▶ AIM
Rewrite the lines starting at "Identify the house" and ending at "(1139, 428)", replacing "house" with "building" and leaving all else as it stands.

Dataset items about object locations

========================================

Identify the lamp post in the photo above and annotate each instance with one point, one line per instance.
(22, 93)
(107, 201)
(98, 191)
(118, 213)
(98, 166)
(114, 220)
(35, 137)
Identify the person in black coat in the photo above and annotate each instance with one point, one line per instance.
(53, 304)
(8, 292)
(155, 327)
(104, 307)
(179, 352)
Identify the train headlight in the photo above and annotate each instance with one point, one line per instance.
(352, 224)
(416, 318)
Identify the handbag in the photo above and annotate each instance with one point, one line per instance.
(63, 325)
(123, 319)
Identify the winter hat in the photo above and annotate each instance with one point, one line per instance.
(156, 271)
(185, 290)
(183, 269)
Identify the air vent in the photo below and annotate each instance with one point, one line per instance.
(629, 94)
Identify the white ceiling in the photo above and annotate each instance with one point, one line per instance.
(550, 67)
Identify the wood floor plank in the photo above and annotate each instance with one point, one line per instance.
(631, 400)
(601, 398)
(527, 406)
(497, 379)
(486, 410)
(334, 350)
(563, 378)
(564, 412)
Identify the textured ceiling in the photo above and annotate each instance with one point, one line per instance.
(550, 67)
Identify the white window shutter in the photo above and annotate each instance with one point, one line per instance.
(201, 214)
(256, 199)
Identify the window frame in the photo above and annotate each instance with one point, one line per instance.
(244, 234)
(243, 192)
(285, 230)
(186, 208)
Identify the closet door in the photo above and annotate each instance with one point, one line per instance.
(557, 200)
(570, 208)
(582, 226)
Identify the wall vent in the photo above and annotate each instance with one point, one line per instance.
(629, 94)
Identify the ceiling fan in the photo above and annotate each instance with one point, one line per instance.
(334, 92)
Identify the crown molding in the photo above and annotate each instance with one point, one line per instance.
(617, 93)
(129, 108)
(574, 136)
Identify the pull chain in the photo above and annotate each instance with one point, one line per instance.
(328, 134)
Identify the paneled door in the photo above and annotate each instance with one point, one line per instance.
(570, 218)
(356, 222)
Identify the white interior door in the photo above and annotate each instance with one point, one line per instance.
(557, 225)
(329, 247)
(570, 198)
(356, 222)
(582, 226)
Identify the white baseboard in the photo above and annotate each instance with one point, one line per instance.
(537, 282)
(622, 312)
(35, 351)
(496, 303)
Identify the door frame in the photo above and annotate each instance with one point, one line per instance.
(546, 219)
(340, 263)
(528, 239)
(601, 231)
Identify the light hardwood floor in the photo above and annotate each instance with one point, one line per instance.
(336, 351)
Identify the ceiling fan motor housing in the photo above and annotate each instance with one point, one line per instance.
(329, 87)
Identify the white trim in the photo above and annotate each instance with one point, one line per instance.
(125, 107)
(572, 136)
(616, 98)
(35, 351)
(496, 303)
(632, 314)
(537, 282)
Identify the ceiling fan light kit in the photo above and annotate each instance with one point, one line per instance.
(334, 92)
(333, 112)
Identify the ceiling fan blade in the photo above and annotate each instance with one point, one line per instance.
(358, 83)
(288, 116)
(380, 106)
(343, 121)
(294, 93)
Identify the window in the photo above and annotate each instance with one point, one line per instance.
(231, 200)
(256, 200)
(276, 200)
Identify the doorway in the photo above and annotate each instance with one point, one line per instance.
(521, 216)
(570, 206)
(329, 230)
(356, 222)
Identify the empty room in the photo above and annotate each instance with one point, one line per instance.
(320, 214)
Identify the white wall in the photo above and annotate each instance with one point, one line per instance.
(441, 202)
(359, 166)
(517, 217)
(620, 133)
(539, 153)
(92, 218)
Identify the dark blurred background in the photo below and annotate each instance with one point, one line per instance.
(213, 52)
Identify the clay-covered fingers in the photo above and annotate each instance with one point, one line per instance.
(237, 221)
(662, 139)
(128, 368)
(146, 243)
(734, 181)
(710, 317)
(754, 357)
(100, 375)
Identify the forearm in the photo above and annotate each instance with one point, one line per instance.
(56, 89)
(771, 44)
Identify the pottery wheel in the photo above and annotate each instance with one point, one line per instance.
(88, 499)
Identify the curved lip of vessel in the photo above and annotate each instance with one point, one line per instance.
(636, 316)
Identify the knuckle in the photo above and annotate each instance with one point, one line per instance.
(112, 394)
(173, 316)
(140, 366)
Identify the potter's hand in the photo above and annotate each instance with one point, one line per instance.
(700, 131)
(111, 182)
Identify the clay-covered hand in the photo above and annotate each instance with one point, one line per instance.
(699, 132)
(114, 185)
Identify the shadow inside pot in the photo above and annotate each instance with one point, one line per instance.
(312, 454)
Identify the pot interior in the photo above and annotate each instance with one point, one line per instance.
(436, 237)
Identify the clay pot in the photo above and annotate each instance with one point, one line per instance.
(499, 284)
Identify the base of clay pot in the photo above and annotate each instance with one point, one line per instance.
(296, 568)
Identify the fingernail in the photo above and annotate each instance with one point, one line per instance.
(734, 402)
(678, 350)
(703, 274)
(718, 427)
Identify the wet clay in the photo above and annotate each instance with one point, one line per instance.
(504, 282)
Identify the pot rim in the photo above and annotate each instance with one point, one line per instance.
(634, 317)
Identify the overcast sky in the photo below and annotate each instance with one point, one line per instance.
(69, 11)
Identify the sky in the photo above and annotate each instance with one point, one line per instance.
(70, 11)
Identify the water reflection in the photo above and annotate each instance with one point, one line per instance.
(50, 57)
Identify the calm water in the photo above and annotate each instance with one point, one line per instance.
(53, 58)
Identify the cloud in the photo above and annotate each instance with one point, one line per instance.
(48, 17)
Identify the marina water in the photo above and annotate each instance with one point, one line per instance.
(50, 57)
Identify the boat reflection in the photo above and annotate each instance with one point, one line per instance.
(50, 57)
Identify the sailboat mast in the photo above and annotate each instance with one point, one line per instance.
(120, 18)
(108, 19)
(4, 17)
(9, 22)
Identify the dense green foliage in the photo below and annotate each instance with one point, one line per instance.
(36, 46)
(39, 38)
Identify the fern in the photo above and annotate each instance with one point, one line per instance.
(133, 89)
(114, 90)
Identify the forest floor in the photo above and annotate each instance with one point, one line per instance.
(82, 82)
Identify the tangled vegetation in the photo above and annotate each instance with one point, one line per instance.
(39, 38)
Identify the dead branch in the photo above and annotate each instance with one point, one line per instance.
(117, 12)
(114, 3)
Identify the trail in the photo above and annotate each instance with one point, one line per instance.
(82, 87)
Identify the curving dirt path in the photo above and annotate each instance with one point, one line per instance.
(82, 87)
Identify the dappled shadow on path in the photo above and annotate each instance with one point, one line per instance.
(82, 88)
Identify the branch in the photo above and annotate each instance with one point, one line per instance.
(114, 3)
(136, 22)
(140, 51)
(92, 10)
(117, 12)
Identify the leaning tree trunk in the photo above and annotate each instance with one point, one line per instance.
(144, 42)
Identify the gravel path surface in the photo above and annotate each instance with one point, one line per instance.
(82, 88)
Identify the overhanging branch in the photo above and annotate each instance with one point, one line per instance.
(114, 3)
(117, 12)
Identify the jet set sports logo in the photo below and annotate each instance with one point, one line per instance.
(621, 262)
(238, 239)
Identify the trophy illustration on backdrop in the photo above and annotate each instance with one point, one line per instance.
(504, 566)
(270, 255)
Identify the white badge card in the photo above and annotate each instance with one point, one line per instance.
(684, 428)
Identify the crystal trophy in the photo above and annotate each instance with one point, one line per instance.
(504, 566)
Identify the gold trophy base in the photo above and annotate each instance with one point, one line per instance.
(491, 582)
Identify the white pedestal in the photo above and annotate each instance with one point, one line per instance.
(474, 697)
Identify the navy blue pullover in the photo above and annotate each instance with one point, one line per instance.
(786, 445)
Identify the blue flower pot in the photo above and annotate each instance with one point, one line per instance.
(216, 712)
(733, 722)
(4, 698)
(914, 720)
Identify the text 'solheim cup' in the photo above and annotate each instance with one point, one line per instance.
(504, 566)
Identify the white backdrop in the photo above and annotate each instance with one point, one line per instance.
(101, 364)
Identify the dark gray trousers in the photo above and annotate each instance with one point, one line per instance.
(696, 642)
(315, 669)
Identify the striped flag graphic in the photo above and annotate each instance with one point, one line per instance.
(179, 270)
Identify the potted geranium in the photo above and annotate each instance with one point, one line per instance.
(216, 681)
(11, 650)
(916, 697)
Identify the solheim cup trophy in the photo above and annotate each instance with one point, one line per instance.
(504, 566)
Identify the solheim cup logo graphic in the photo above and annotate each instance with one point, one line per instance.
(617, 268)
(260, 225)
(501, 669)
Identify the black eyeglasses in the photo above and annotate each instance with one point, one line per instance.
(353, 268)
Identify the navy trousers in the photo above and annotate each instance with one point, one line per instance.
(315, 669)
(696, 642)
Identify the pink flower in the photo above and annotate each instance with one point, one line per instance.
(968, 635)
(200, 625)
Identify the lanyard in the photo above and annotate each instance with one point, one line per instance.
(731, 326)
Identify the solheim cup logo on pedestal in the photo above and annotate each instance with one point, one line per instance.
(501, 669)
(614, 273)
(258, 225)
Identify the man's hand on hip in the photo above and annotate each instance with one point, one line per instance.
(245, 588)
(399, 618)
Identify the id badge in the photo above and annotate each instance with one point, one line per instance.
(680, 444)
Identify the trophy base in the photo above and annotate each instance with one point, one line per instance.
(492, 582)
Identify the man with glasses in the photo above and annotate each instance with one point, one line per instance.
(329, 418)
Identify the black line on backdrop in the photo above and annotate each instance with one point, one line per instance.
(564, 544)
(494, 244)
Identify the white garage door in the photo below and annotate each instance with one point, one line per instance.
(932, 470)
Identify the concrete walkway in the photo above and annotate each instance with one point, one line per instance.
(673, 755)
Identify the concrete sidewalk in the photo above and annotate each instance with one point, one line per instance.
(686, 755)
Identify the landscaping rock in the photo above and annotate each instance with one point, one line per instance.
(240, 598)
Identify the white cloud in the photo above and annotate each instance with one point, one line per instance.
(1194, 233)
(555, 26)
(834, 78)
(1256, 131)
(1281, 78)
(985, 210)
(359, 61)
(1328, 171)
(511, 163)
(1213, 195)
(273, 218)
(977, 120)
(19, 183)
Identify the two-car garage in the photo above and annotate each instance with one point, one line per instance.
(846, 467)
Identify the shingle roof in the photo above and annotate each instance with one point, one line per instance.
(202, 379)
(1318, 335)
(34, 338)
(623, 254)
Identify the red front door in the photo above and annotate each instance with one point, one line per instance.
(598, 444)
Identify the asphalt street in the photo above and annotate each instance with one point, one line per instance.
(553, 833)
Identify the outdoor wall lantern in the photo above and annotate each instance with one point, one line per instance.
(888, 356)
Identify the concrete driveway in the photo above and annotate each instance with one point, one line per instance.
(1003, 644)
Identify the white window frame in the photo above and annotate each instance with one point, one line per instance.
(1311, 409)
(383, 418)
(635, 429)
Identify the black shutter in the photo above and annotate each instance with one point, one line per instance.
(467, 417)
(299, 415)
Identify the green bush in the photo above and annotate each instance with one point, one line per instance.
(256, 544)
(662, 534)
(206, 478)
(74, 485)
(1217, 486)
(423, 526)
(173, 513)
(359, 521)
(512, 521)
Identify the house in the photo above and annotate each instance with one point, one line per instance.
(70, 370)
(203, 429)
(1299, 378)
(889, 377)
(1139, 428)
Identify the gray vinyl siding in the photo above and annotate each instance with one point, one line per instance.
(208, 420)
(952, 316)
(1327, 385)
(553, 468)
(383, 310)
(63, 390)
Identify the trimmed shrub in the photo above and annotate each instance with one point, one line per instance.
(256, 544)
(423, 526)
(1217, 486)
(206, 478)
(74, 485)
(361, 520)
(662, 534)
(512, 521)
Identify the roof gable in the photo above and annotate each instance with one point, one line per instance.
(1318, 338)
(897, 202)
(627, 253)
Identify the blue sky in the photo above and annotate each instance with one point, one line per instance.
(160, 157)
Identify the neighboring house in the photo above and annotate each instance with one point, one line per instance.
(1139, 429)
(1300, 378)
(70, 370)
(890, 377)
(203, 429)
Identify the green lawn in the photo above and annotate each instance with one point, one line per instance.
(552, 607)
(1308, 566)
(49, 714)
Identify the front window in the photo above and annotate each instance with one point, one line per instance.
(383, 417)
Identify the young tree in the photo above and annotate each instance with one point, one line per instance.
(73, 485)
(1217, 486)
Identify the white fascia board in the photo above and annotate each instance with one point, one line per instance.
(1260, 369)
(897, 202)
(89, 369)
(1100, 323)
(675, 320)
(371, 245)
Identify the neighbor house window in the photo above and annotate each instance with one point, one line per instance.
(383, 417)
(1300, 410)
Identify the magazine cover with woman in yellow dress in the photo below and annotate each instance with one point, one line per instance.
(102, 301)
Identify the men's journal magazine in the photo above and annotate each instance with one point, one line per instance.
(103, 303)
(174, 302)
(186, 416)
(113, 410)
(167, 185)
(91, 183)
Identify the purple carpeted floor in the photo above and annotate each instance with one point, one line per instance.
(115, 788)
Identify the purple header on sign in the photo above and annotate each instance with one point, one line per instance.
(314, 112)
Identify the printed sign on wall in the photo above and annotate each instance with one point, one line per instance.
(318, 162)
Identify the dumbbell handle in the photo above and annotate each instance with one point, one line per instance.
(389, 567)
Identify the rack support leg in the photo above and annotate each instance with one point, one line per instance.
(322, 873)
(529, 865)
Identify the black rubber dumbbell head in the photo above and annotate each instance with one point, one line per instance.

========================================

▶ SOLUTION FOR THIS EXERCISE
Identify the building in the photo above and annotate each instance with one point, one line per instance.
(70, 370)
(203, 429)
(1299, 378)
(889, 377)
(1139, 428)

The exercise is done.